List every figure expressed in percent or percentage points in the passage on Ireland's fiscal adjustment below.

> _PROVIDED PASSAGE_
■ ■ ■

These are not easy questions to answer. Macroeconomic models that work well through the crisis and recovery are hard to find, and calibration must be rather speculative. But in the range where Ireland has found itself, it is simply not the case that fiscal contractions are self-defeating: corrective action does work: the deficit ratio was reduced substantially and, in due course, the debt ratio was placed on a downward trajectory.

I agree that some mechanisms arguing against accumulation of debt may tend to be exaggerated in some quarters. The empirical growth impact of higher debt burdens is not as great as has sometimes been claimed. And both optimal and safe transitory levels of national debt are surely not insensitive to the medium term prospect for interest rates.

Let us imagine some simple counterfactuals. Suppose the programme had envisaged a higher deficit path, thereby requiring the deficit to be reduced by, say, 2 percentage points of GDP less than the actual path in each of the three years of the programme. Under such a counterfactual, mechanically and assuming all other things equal, by the end of the three years of the programme the deficit would have been running at 6 percent of the baseline GDP more than it was and the debt ratio at that point would have been 12 percentage points higher. The somewhat higher GDP levels which might have been attained in the counterfactual (as a result of the higher fiscal deficit) would not have altered these ratios by much.[7] Besides, GDP might not have been much higher despite more net Government spending: doubts about the chances of the Government recovering access to market financing on any reasonable terms at the end of the programme would likely have constrained business investment and household consumption. Undoubtedly, such a programme could not have delivered debt sustainability; official lenders could surely not have endorsed such a plan.

But even if they had, could a path closer to full employment have been maintained at the cost of a more gradual adjustment of the deficit and accumulation of more debt? That too must be doubted: after all, the bulk of the peak-to-trough employment fall of 327,000 (over 15 per cent) had happened in the eleven quarters before the programme came into effect. Only a decline of 25,000 (seasonally adjusted) occurred between the fourth quarter of 2010 and the trough seven quarters later (chart).[8]

Clearly, this sharp fall in employment – half of them construction jobs – in the first three years of the downturn would have been hard to eliminate with aggregate fiscal demand. I think we can rule out any Keynesian mechanism strong enough to re-employ workers who had lost their jobs as a result of this combination of a sectoral shock (construction) with an externally-driven macroeconomic demand contraction.

■ ■ ■

> _ENTRIES_
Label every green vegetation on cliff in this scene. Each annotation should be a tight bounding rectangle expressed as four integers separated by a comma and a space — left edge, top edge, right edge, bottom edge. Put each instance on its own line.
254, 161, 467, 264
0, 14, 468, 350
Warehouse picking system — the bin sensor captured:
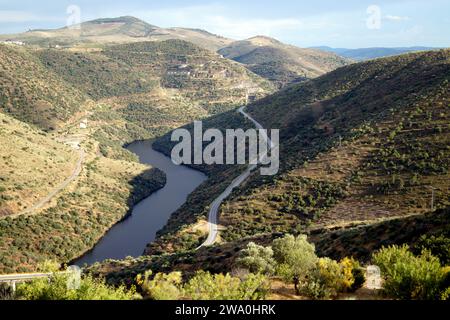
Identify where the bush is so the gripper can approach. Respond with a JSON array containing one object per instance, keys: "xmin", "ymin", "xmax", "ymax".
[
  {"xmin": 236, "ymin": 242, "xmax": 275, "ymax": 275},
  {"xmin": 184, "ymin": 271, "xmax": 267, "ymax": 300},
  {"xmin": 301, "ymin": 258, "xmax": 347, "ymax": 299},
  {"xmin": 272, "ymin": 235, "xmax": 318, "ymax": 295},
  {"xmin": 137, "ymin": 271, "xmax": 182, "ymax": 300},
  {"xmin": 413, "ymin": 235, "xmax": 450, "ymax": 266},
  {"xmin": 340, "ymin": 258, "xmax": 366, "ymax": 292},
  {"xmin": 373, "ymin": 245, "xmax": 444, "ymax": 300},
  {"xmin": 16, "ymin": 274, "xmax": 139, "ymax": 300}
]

■ ■ ■

> _THE OUTPUT_
- 2 percentage points of GDP
- 6 percent of the baseline GDP
- 12 percentage points
- over 15 per cent